● TASK GOAL
Each entry must be given again exactly; images do not belong in the copy.

● THE RECORDS
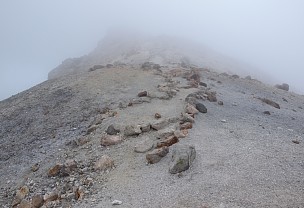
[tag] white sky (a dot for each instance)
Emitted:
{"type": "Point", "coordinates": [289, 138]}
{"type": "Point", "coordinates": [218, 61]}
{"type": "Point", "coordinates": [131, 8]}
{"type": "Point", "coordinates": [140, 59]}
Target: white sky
{"type": "Point", "coordinates": [37, 35]}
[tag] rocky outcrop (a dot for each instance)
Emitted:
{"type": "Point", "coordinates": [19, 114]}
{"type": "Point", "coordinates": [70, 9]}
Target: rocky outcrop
{"type": "Point", "coordinates": [182, 158]}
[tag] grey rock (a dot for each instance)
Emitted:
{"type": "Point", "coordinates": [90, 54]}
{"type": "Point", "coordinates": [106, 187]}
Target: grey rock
{"type": "Point", "coordinates": [112, 130]}
{"type": "Point", "coordinates": [156, 155]}
{"type": "Point", "coordinates": [182, 158]}
{"type": "Point", "coordinates": [132, 130]}
{"type": "Point", "coordinates": [201, 107]}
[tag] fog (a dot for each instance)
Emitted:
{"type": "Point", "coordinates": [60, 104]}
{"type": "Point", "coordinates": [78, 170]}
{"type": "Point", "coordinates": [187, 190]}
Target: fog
{"type": "Point", "coordinates": [36, 35]}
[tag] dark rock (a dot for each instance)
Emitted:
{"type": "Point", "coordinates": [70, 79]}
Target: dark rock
{"type": "Point", "coordinates": [201, 107]}
{"type": "Point", "coordinates": [111, 130]}
{"type": "Point", "coordinates": [283, 86]}
{"type": "Point", "coordinates": [182, 158]}
{"type": "Point", "coordinates": [143, 94]}
{"type": "Point", "coordinates": [270, 102]}
{"type": "Point", "coordinates": [156, 155]}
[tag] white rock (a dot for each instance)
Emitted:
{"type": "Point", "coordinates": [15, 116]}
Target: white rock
{"type": "Point", "coordinates": [116, 202]}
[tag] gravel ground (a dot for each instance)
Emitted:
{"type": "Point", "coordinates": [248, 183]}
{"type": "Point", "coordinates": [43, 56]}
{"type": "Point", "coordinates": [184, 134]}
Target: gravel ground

● OUTPUT FOR THIS EXERCISE
[tag] white sky (a dot for each instance)
Emitted:
{"type": "Point", "coordinates": [289, 138]}
{"type": "Point", "coordinates": [218, 61]}
{"type": "Point", "coordinates": [131, 8]}
{"type": "Point", "coordinates": [140, 59]}
Target: white sky
{"type": "Point", "coordinates": [37, 35]}
[tag] rocky outcrop (a dot for each instance)
Emitted:
{"type": "Point", "coordinates": [19, 114]}
{"type": "Point", "coordinates": [70, 9]}
Target: rocky outcrop
{"type": "Point", "coordinates": [182, 158]}
[tag] grey rock (a dot for each instance)
Emitted:
{"type": "Point", "coordinates": [90, 54]}
{"type": "Point", "coordinates": [106, 187]}
Target: grey rock
{"type": "Point", "coordinates": [112, 130]}
{"type": "Point", "coordinates": [156, 155]}
{"type": "Point", "coordinates": [182, 158]}
{"type": "Point", "coordinates": [132, 130]}
{"type": "Point", "coordinates": [201, 107]}
[tag] fog (a dot for each instance)
Emitted:
{"type": "Point", "coordinates": [60, 104]}
{"type": "Point", "coordinates": [78, 170]}
{"type": "Point", "coordinates": [187, 190]}
Target: fog
{"type": "Point", "coordinates": [36, 35]}
[tag] dark rock (a dot for each instance)
Emitted:
{"type": "Point", "coordinates": [70, 79]}
Target: dark rock
{"type": "Point", "coordinates": [201, 107]}
{"type": "Point", "coordinates": [111, 130]}
{"type": "Point", "coordinates": [283, 86]}
{"type": "Point", "coordinates": [182, 158]}
{"type": "Point", "coordinates": [143, 94]}
{"type": "Point", "coordinates": [270, 102]}
{"type": "Point", "coordinates": [156, 155]}
[tag] white rock (a dot for each instance)
Emitted:
{"type": "Point", "coordinates": [15, 116]}
Target: white rock
{"type": "Point", "coordinates": [116, 202]}
[tag] gravel ground (a dot for each instance)
Emitted:
{"type": "Point", "coordinates": [248, 183]}
{"type": "Point", "coordinates": [43, 56]}
{"type": "Point", "coordinates": [184, 134]}
Target: gravel ground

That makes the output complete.